* PROBLEMS TO SOLVE:
a. In the self-publishing text below, which things does the opening sentence say losing control of your book can negatively impact? List every one.
b. Do these statements agree with the self-publishing text below? Answer yes or no for each, quoting the deciding words of the text. (i) Some publishers may charge 10-20 times what it would cost to do a service yourself. (ii) Vanity presses pay authors an advance. (iii) Transparent pricing structures are what an author should want to see.
c. Return the part of the self-publishing text below that lies between "Instead of continuously" and "of your books.", inclusive.

In the end, you may even lose control of your book itself, and it will negatively impact your contracts, your readership, and even future books that you're going to put on the market. These are some of the big reasons you need to pay close attention to what you're doing and who you're working with.

Check out this related article: Losing Motivation and Direction in Self-Publishing? Do THIS!

Self-Publishing Companies to Avoid

You might be publishing your books at the wrong companies. Here are the self-publishing companies that you should avoid. 

Publishers With Unnecessary Costs and Fees

When it comes to self-publishing your book, self-publishing companies avoid publishers with unnecessary costs and fees. This is probably one of the biggest and most painful issues. If you aren't aware of how much you should or could be paying for specific services.

They are completely engineered to charge you as much as humanly possible for every little service, even things that aren't even services to you as you go through the process. This can involve charging for formatting, editing, cover design, and more.

They may charge 10-20 times as much as it would cost you to do it yourself or find a freelancer who could provide the same services. For example, when it comes to formatting, I teach in my Formatting Made Easy Course on how to go through the steps to do it yourself.

Instead of continuously paying, you simply buy the tool once and learn the steps to do it on your own. From that point on, you're not paying for these additional services. This is by far the most affordable and flexible way to handle it.

However, they will charge you for all of these things. In addition, they may even charge you for the contracts they create. Another fee they love to impose is charging you to purchase a certain number of your books.

They'll have the books, but of course, they'll go through their channels and take a percentage of the money from the royalties that come back on the books they produce. They'll hit you there as well. They're going to hit you by charging for everything.

They'll charge you for the covers, the editing, and their marketing. Every single phase, every single step will have multiple fees that they'll hit you with, and you need to watch out for these. What you want to see are transparent pricing structures. You don't want to be surprised later on with unexpected costs.

You don't want to hear, "Oh no, it costs this, and then it costs this, and then it costs this." All these additional fees they're charging for your book can leave you wondering what exactly is going on here. 

Vanity presses pretending to be traditional publishers

Another thing to watch out for is vanity presses pretending to be traditional publishers. This is incredibly common. They make it look like they're a traditional publisher in a couple of ways. One way is by saying, "Oh look, we're very strict in our selection process.

Send us your manuscript." Then they review your manuscript and say, "Okay, we've chosen yours. It's so good that we want to publish it." They make you feel special and exclusive, but in reality, it's not like that at all.

They're pretending to choose you when they didn't. Another way to spot these pretenders is when they ask you to pay a fee. There's no advance payment for you; instead, you're paying them to publish your book.

And on top of that, they take all the royalties you earn, and they get to decide how much you make from them. They engage in these practices to appear legitimate, but they are not. As if they are a traditional publisher when in reality, they're just a vanity or hybrid publisher.

* PROVIDED DATA:
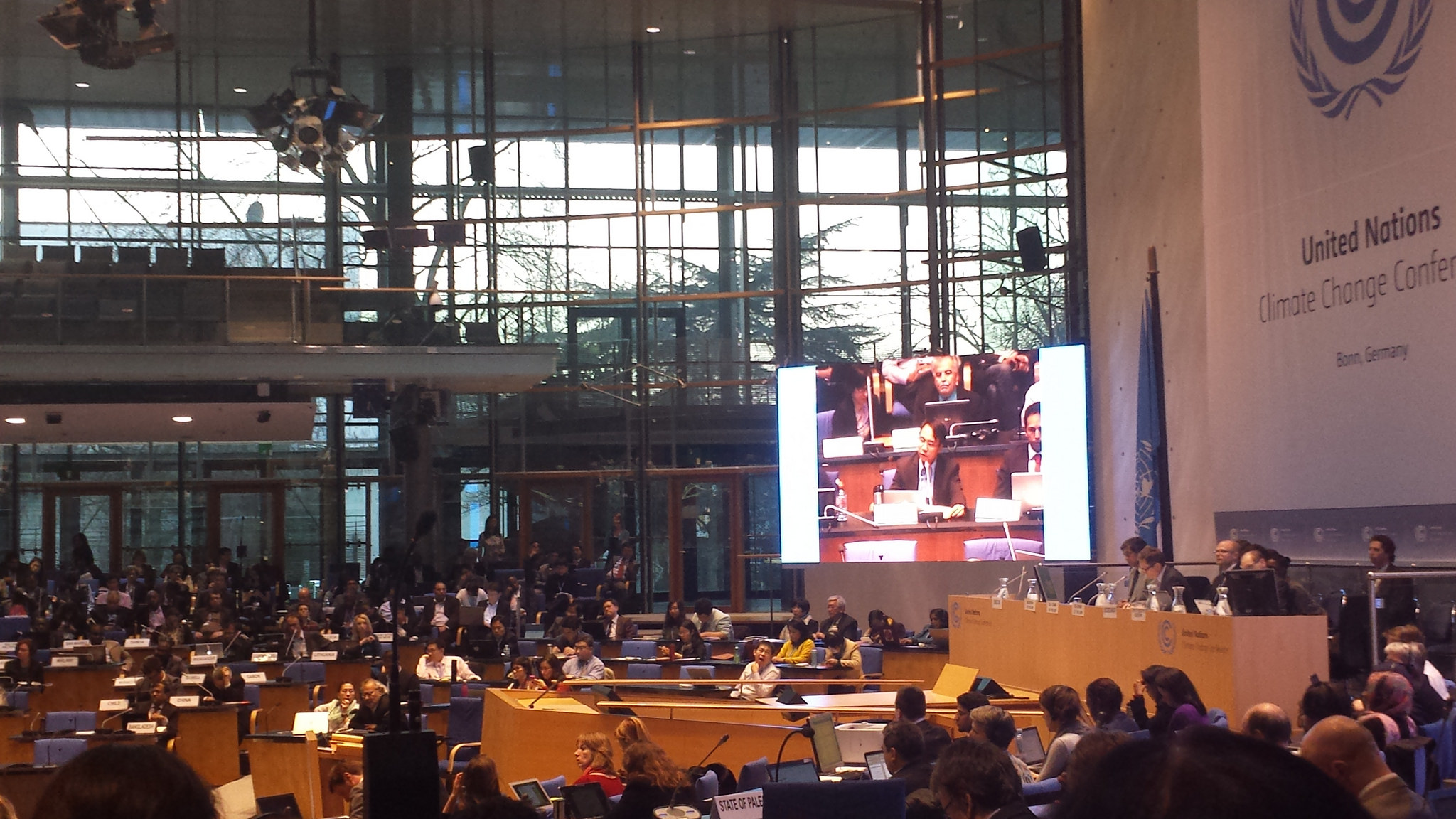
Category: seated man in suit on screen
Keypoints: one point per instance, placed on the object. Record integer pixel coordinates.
(1021, 458)
(948, 381)
(935, 477)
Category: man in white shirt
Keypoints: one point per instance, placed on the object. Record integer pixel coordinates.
(586, 665)
(436, 665)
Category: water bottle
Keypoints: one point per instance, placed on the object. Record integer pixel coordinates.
(1222, 608)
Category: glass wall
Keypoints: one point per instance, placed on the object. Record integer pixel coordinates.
(679, 212)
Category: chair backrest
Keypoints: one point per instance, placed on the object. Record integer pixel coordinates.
(707, 786)
(1042, 793)
(756, 774)
(871, 659)
(57, 751)
(465, 719)
(644, 670)
(70, 722)
(638, 649)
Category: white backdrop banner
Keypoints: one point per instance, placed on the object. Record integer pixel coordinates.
(1329, 213)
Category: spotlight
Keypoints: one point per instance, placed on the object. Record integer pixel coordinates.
(91, 30)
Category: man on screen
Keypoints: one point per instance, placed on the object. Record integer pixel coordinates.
(936, 478)
(1021, 458)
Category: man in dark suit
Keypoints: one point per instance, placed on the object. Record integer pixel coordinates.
(441, 616)
(1021, 458)
(936, 478)
(946, 384)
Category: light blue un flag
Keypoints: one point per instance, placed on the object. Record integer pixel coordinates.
(1146, 508)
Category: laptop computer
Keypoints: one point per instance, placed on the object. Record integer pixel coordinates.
(1028, 746)
(283, 805)
(875, 761)
(1027, 488)
(586, 802)
(316, 722)
(532, 793)
(797, 771)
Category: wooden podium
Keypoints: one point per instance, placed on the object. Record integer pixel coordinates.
(1233, 662)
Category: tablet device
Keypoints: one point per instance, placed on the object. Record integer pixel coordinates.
(1028, 746)
(797, 771)
(586, 802)
(875, 761)
(532, 793)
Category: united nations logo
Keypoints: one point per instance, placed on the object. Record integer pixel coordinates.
(1167, 637)
(1356, 36)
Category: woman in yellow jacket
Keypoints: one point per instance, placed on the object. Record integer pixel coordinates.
(800, 646)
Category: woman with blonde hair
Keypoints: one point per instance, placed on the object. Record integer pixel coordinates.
(653, 780)
(631, 732)
(594, 759)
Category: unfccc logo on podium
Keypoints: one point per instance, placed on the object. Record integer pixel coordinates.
(1356, 47)
(1167, 637)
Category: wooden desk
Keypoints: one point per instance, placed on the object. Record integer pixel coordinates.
(554, 734)
(23, 788)
(1233, 662)
(207, 739)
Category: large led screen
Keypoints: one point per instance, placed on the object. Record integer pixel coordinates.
(936, 458)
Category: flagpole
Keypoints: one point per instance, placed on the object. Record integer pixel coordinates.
(1165, 515)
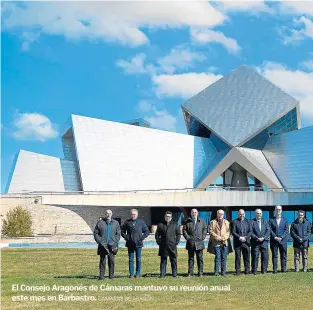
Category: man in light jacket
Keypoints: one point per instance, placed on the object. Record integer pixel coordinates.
(194, 231)
(134, 231)
(259, 242)
(167, 237)
(300, 232)
(278, 241)
(219, 243)
(107, 234)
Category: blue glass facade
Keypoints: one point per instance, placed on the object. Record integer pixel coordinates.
(204, 153)
(291, 157)
(286, 123)
(70, 175)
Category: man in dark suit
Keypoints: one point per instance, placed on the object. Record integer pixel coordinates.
(107, 234)
(167, 236)
(194, 231)
(259, 242)
(300, 232)
(134, 231)
(242, 232)
(278, 241)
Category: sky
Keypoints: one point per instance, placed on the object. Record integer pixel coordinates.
(124, 60)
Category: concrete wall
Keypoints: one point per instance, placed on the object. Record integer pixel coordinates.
(66, 219)
(36, 172)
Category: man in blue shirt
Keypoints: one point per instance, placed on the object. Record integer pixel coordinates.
(134, 231)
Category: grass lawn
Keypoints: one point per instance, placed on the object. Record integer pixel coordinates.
(79, 267)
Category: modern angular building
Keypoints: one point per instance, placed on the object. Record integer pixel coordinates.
(243, 135)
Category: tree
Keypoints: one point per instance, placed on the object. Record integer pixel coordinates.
(18, 223)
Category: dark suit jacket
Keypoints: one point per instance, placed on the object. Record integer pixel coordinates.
(134, 232)
(195, 237)
(300, 231)
(167, 237)
(256, 233)
(236, 232)
(100, 235)
(281, 231)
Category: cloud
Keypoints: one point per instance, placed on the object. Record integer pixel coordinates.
(157, 117)
(295, 82)
(134, 66)
(204, 36)
(29, 38)
(182, 85)
(297, 7)
(308, 64)
(178, 59)
(294, 35)
(162, 119)
(144, 106)
(109, 21)
(33, 126)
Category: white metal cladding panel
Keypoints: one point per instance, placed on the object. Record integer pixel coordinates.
(116, 156)
(291, 157)
(257, 158)
(36, 172)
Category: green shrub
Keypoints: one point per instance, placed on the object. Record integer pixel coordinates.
(18, 223)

* PER-TASK ANSWERS:
a.
- your contracts
- your readership
- future books that you're going to put on the market

b.
(i) Yes: "They may charge 10-20 times as much as it would cost you to do it yourself or find a freelancer who could provide the same services."
(ii) No: "There's no advance payment for you; instead, you're paying them to publish your book."
(iii) Yes: "What you want to see are transparent pricing structures."

c.
Instead of continuously paying, you simply buy the tool once and learn the steps to do it on your own. From that point on, you're not paying for these additional services. This is by far the most affordable and flexible way to handle it.

However, they will charge you for all of these things. In addition, they may even charge you for the contracts they create. Another fee they love to impose is charging you to purchase a certain number of your books.